### Exercise
Please rewrite everything from the line containing "Would you kindly pick out the carved frieze" through the end of the entries, both ends included and requests kept as they are, but add 124 to every x and y coordinate in the answers.

### Dataset records
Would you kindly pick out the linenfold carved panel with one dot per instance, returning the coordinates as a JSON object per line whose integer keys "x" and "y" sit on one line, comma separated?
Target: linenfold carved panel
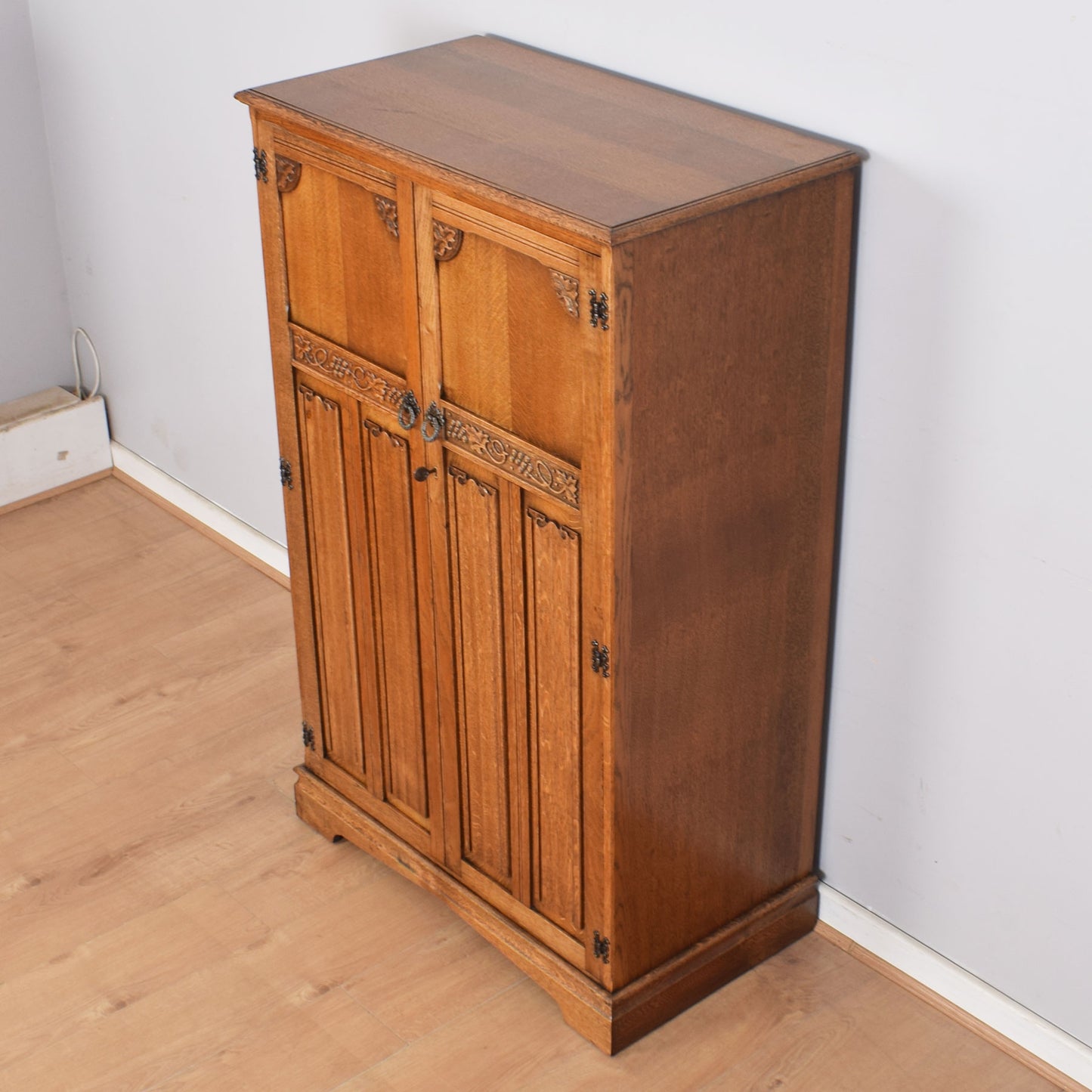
{"x": 554, "y": 478}
{"x": 542, "y": 520}
{"x": 463, "y": 478}
{"x": 353, "y": 373}
{"x": 311, "y": 395}
{"x": 378, "y": 431}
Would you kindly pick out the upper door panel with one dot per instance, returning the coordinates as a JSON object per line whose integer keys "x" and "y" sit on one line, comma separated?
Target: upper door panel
{"x": 512, "y": 330}
{"x": 343, "y": 258}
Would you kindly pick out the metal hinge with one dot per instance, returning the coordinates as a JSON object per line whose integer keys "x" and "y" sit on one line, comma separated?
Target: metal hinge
{"x": 598, "y": 309}
{"x": 601, "y": 660}
{"x": 601, "y": 948}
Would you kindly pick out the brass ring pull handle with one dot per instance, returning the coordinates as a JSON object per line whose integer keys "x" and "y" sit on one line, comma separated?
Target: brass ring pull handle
{"x": 407, "y": 411}
{"x": 432, "y": 425}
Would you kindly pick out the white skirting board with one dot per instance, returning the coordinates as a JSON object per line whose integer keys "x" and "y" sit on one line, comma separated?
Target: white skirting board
{"x": 962, "y": 988}
{"x": 212, "y": 515}
{"x": 865, "y": 928}
{"x": 48, "y": 441}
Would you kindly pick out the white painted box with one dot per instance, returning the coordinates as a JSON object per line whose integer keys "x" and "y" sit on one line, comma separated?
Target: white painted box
{"x": 51, "y": 439}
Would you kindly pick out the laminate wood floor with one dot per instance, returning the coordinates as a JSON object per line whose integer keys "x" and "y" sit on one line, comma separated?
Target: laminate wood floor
{"x": 167, "y": 923}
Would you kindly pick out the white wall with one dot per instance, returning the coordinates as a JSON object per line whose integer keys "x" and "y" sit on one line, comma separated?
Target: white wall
{"x": 960, "y": 745}
{"x": 34, "y": 317}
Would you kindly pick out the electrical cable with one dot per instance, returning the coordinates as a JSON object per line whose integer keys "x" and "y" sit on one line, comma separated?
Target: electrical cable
{"x": 76, "y": 363}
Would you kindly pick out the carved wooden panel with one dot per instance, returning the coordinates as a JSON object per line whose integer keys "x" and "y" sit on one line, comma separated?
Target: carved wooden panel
{"x": 395, "y": 620}
{"x": 322, "y": 426}
{"x": 339, "y": 366}
{"x": 344, "y": 268}
{"x": 554, "y": 685}
{"x": 511, "y": 355}
{"x": 287, "y": 174}
{"x": 389, "y": 213}
{"x": 511, "y": 456}
{"x": 447, "y": 240}
{"x": 568, "y": 292}
{"x": 478, "y": 616}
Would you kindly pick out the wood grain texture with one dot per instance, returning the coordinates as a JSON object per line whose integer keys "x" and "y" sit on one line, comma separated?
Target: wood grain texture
{"x": 729, "y": 448}
{"x": 510, "y": 352}
{"x": 171, "y": 924}
{"x": 554, "y": 702}
{"x": 344, "y": 267}
{"x": 608, "y": 150}
{"x": 620, "y": 812}
{"x": 395, "y": 620}
{"x": 476, "y": 521}
{"x": 326, "y": 427}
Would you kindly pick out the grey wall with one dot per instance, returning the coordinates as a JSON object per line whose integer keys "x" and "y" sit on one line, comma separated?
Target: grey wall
{"x": 34, "y": 317}
{"x": 957, "y": 793}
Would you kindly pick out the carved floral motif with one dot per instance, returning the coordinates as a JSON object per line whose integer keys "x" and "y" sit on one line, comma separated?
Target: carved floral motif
{"x": 287, "y": 174}
{"x": 555, "y": 480}
{"x": 355, "y": 376}
{"x": 567, "y": 289}
{"x": 389, "y": 213}
{"x": 542, "y": 520}
{"x": 446, "y": 240}
{"x": 311, "y": 395}
{"x": 378, "y": 431}
{"x": 463, "y": 478}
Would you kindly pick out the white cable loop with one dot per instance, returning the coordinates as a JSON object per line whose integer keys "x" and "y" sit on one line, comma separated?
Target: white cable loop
{"x": 76, "y": 363}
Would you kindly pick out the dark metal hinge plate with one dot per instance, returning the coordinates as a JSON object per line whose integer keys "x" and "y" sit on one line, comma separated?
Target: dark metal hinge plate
{"x": 601, "y": 947}
{"x": 601, "y": 660}
{"x": 599, "y": 311}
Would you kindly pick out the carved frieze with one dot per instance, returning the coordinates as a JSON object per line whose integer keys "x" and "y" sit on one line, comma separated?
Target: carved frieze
{"x": 353, "y": 375}
{"x": 389, "y": 214}
{"x": 287, "y": 174}
{"x": 554, "y": 478}
{"x": 446, "y": 240}
{"x": 567, "y": 289}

### Finished answer
Would you kindly pick out the carved frieze with one dot per instance, returning the coordinates as a JSON object per line whose integer keys "x" and "y" sit on one line, comma separated?
Target: carved frieze
{"x": 477, "y": 499}
{"x": 513, "y": 338}
{"x": 411, "y": 298}
{"x": 678, "y": 602}
{"x": 570, "y": 364}
{"x": 691, "y": 413}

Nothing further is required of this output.